Document
[BEGIN]
# E46 armrest: up or down?



## PhilH (Jun 7, 2002)

With a manual transmission the center armrest stops me from using a natural action to shift. I need to keep my elbow elevated to avoid hitting the armrest, especially on shifts from 1st to 2nd and from 3rd to 4th.

I'm trying to learn to shift this way so that I can keep the armrest down, since I appreciate it on the highway. It's not coming easy to me, though, and I wonder how many here have altered their shifting style to keep the armrest down.


----------



## dog (Aug 29, 2002)

can't stand shifting/driving with the armrest up


----------



## ·clyde· (Dec 26, 2001)

The armrest has not interfered with shifting for me.


----------



## Mr. The Edge (Dec 19, 2001)

I've had no problems driving/shifting with the armrest down.

I also do not like driving with it up.


----------



## Guest (Jan 30, 2003)

I've heard other people complain ablout the armrest but it never bothered me in my E46 (which was a manual).

Just a guess, but perhaps this annoyance correlates to the driver's size.


----------



## Kaz (Dec 21, 2001)

Crap, I think I clicked the wrong button...

I drive with it down. With the UUC SSK in the fully up (stock) position, the armrest is at the perfect height for me to flick the shifter into the gates. I've had it up in the past for various reasons and its very uncomfortable.

I noted this (with the stock shifter) before I ordered the car so I special-ordered the armrest specifically (not standard w/o PP).


----------



## dog (Aug 29, 2002)

TD said:


> *
> Just a guess, but perhaps this annoyance correlates to the driver's size. *


I'm 10" - what does that have to do with anything? :dunno:


----------



## ·clyde· (Dec 26, 2001)

TD said:


> *Just a guess, but perhaps this annoyance correlates to the driver's size. *


And/or seat adjustments.


----------



## Kaz (Dec 21, 2001)

[email protected] said:


> *And/or seat adjustments. *


I'm about 5'8" and the manual seat is one click from all the way down.


----------



## ·clyde· (Dec 26, 2001)

Kaz said:


> *I'm about 5'8" and the manual seat is one click from all the way down. *


I'm 6'0" and the power seat is near the middle of its height range. FWIW, with my right arm/hand in "shifting alignment," it's about 415mm from the palm side of my fingers to my elbow (unscientifically measured).
[END]
Raw records
[BEGIN]
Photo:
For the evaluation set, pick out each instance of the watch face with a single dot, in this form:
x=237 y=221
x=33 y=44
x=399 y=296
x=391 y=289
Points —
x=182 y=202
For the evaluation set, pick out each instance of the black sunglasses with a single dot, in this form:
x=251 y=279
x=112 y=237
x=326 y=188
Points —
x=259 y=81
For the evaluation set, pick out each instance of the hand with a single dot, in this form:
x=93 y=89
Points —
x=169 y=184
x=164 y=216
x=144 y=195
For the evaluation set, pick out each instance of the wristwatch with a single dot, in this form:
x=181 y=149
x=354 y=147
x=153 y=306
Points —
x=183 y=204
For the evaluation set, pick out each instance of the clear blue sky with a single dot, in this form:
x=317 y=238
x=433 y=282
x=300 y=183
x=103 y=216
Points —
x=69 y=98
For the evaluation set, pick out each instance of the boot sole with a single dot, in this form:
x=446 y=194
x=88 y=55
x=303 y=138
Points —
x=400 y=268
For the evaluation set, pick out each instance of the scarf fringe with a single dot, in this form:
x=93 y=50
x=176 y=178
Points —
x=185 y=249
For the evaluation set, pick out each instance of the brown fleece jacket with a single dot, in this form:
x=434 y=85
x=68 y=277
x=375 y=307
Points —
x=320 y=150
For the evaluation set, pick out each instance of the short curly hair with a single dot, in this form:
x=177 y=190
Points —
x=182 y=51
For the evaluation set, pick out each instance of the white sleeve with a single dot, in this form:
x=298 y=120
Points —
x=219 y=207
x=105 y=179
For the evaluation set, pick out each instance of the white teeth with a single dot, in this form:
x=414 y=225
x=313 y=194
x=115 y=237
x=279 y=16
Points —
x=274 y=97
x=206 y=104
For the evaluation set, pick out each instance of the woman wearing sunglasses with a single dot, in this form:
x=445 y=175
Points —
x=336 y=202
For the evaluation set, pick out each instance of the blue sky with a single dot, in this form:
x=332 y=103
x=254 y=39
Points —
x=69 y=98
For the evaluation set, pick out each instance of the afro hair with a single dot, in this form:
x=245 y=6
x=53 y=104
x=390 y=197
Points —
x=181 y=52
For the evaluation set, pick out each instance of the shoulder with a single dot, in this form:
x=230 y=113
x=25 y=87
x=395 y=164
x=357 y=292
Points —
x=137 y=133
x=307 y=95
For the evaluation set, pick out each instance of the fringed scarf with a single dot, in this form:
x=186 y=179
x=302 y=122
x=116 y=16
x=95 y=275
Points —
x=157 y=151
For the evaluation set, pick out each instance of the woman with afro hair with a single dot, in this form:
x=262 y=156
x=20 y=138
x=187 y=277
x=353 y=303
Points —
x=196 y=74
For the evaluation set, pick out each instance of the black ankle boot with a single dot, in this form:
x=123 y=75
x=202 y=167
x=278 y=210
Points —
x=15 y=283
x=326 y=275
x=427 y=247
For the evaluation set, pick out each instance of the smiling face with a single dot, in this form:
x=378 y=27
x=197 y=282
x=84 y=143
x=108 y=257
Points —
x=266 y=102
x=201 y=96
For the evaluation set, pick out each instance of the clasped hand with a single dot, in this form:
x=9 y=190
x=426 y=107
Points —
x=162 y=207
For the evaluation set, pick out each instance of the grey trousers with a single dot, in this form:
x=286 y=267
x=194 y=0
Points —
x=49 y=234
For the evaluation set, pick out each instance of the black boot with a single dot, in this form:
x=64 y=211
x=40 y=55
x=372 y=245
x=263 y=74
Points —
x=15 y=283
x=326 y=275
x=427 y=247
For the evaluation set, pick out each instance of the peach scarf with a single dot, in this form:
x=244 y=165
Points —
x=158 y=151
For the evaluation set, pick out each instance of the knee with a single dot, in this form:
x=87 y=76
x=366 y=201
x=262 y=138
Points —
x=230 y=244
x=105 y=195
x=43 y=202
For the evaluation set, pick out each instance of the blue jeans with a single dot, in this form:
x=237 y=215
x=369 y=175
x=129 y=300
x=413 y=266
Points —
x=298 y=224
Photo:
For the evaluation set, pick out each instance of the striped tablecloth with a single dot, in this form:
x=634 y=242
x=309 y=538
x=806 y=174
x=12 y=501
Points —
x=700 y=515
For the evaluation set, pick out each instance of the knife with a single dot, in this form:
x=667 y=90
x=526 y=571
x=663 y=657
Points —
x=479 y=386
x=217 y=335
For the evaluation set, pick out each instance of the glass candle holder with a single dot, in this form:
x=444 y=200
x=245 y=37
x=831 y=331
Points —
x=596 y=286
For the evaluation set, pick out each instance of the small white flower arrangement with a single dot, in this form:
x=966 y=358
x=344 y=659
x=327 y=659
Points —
[END]
Problems to work on
a: Check these statements against the E46 armrest thread. For each one, answer yes or no and quote the words from the thread that decide it.
(i) Kaz special-ordered the armrest because it was not standard without PP.
(ii) ·clyde· has the power seat near the bottom of its height range.
(iii) PhilH finds the armrest gets in the way most on shifts from 2nd to 3rd.
b: Continue the E46 armrest thread, starting after its last post.

Replies
a:
(i) Yes: "I special-ordered the armrest specifically (not standard w/o PP)."
(ii) No: "the power seat is near the middle of its height range."
(iii) No: "especially on shifts from 1st to 2nd and from 3rd to 4th."

b:
----------



## PhilH (Jun 7, 2002)

I had to totally change the way I shifted when I had my '95 Probe GT. That thing had an even higher center armrest. I had to bring my elbow straight in so that it would hit my ribs on shifts from 1st to 2nd and 3rd to 4th. With the E46, I can't even do that because my elbow hits the sport seat's side bolster.



> *Just a guess, but perhaps this annoyance correlates to the driver's size.*


I'm 6', and have long arms (wear a 34/35 shirt). :dunno:

I guess I'm going to keep working at it with it down. It annoys me most when I'm trying to shift quickly. When just cruising, it's not much of a problem.


----------



## Zaphod (May 23, 2002)

I'm 6'4" ~225 lbs and drive with it down. I genverally keep my arm up and move the lever gently so my arm doesn't touch the rest whjen shifting. 

Yesterday, for the first time actually, I drove with it up because my passenger and I had a beverage so I needed to get at both cupholders. Didn't like it.


----------



## PhilH (Jun 7, 2002)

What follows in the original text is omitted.